作業内容:
a: 熱転写プリンタの引用文について、次の問いに答えてください。
(i) 【課題】で提供するとされているのは、どのような熱転写プリンタか。
(ii) 気流発生機構115による気流の発生を制御するのは何か。
(iii) 【技術分野】によれば、本発明は熱転写プリンタのほかに何に関するか。
b: 熱転写プリンタに関する引用文を、【0001】の段落に続けて書き進めてください。

── 引用文

説明

熱転写プリンタ

【課題】インクリボンを収容するリボンカセット内の温度上昇を極力抑えることのできる熱転写プリンタを提供することである。
【解決手段】インクリボン111を収納したリボンカセット11とサーマルヘッド21とを有し、インクリボン111のサーマルヘッド21による用紙Sへの熱転写によってプリントを行う熱転写プリンタであって、気流を発生させる気流発生機構115と、気流発生機構115による気流の発生を制御する制御手段10とを有し、リボカセット11には、サーマルヘッド21の少なくとも一部が配置される気流通路113が形成され、気流発生機構115は、発生する気流がリボンカセット11の気流通路113を通るように配置された構成となる。

【発明の詳細な説明】
【技術分野】
【0001】
本発明は、インクリボンの熱転写によって用紙に対するプリントを行う熱転写プリンタ及びそれに用いられるリボンカセットに関する。

────
── データ行

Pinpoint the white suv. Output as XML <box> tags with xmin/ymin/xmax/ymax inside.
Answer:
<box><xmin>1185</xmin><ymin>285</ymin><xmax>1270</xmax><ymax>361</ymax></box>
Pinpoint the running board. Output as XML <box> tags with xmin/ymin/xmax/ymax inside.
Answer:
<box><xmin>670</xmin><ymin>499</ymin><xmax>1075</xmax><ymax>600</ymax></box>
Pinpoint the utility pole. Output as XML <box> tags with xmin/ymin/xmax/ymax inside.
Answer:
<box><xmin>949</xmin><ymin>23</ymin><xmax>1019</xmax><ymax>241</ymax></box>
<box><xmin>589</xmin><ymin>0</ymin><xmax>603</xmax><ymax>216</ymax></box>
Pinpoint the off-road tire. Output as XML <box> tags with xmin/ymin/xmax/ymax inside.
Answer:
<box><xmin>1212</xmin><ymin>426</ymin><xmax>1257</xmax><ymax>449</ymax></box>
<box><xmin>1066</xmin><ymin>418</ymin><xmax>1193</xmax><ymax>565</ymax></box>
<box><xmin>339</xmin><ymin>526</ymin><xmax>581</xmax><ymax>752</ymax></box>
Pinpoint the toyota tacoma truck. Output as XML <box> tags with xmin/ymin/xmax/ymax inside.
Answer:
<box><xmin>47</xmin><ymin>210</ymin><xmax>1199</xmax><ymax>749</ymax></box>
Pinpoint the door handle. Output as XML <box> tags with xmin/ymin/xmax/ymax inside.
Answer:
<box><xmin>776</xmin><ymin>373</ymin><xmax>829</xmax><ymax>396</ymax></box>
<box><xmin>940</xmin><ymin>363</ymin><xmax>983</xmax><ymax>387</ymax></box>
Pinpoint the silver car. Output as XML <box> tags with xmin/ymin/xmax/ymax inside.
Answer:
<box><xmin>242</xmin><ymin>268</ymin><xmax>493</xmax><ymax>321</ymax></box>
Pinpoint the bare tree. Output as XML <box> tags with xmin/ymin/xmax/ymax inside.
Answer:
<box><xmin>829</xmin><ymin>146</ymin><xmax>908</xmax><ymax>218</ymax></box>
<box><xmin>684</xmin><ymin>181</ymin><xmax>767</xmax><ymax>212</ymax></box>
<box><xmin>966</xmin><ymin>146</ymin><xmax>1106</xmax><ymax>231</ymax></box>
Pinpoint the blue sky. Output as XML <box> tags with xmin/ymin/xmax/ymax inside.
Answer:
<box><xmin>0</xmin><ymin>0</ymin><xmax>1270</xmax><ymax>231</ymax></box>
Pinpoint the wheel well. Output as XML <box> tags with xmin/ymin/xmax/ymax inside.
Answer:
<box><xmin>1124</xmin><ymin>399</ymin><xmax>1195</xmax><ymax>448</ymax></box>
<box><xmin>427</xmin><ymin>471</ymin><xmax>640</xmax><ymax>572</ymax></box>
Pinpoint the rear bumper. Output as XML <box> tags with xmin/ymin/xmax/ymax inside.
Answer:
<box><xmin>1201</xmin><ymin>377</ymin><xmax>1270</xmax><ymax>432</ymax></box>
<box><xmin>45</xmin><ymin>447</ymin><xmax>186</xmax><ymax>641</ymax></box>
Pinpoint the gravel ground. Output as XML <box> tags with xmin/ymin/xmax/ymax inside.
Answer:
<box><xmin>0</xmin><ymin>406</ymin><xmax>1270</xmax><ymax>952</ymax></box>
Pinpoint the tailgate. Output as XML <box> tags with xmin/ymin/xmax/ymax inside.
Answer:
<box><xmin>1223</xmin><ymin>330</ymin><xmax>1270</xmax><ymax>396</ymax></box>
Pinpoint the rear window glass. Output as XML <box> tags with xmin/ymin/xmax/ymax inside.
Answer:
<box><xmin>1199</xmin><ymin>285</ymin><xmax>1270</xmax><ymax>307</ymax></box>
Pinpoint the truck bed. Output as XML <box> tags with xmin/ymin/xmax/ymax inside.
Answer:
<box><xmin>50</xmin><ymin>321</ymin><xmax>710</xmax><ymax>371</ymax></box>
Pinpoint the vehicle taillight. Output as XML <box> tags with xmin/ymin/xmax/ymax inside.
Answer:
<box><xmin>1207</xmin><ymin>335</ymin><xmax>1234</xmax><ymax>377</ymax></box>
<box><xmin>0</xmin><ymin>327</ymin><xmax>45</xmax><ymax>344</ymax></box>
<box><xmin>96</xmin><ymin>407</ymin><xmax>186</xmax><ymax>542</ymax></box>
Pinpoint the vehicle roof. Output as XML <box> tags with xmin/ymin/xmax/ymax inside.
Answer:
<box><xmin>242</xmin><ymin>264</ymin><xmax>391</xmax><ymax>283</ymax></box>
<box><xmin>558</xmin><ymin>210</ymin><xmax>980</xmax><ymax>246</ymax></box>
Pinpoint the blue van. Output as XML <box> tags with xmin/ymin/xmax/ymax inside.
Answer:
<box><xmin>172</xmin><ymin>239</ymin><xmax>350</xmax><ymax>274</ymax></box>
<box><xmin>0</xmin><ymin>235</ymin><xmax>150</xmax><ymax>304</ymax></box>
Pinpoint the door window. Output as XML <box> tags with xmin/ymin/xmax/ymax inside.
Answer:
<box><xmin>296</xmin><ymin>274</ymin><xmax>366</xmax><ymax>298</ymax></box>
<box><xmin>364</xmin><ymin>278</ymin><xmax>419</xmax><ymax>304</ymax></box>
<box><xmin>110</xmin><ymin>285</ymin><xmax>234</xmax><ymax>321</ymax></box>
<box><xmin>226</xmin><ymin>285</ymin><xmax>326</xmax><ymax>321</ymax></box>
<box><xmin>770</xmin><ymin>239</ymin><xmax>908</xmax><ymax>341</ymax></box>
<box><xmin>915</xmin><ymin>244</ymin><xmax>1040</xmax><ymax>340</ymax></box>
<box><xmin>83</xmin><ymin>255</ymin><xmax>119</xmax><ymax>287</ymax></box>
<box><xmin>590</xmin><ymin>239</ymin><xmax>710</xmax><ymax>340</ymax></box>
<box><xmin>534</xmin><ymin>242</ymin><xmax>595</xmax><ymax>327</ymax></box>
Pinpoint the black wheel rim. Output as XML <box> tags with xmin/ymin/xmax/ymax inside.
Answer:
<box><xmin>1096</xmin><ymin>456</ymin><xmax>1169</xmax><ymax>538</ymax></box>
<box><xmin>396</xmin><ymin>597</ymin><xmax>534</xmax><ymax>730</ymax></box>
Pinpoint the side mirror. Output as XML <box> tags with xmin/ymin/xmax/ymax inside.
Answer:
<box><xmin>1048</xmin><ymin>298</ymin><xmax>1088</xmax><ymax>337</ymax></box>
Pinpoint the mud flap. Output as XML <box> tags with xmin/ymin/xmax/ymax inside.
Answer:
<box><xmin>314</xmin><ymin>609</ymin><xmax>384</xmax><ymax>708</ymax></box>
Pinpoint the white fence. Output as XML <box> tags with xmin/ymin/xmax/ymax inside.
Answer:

────

解答:
a:
(i) インクリボンを収容するリボンカセット内の温度上昇を極力抑えることのできる熱転写プリンタ
(ii) 制御手段10
(iii) 熱転写プリンタに用いられるリボンカセット

b:
【背景技術】
【0002】
従来、特許文献1に記載のカラープリンタが知られている。このカラープリンタでは、複数の端面型サーマルヘッドが用紙を直線的に搬送する搬送路に沿って直列的に配置され、各サーマルヘッドに対して用紙を挟んで対向するようにプラテンが配置されている。そして、各サーマルヘッドとプランテンとの間に、色インクリボン(イエロー、マゼンタ、シアン、黒の各インクリボン)が供給されるようになっている。
【先行技術文献】
【特許文献】
【0003】
特開平09−094987号公報
【発明の概要】
【発明が解決しようとする課題】
【0004】
ところで、この種の熱転写カラープリンタでは、各プリント色に対応したインクリボンをカセット化して、インクリボンの交換を容易にすることが考えられる。しかしながら、そのカセット化に伴って、サーマルヘッドから発生する熱がカセット内にこもってプリント色に影響を与えるおそれがあり、また、サーマルヘッドの耐熱性を更に向上させなければならずコストアップの要因になる。
【0005】
本発明は、このような事情に鑑みてなされたもので、インクリボンを収容するリボンカセット内の温度上昇を極力抑えることのできる熱転写プリンタを提供するものである。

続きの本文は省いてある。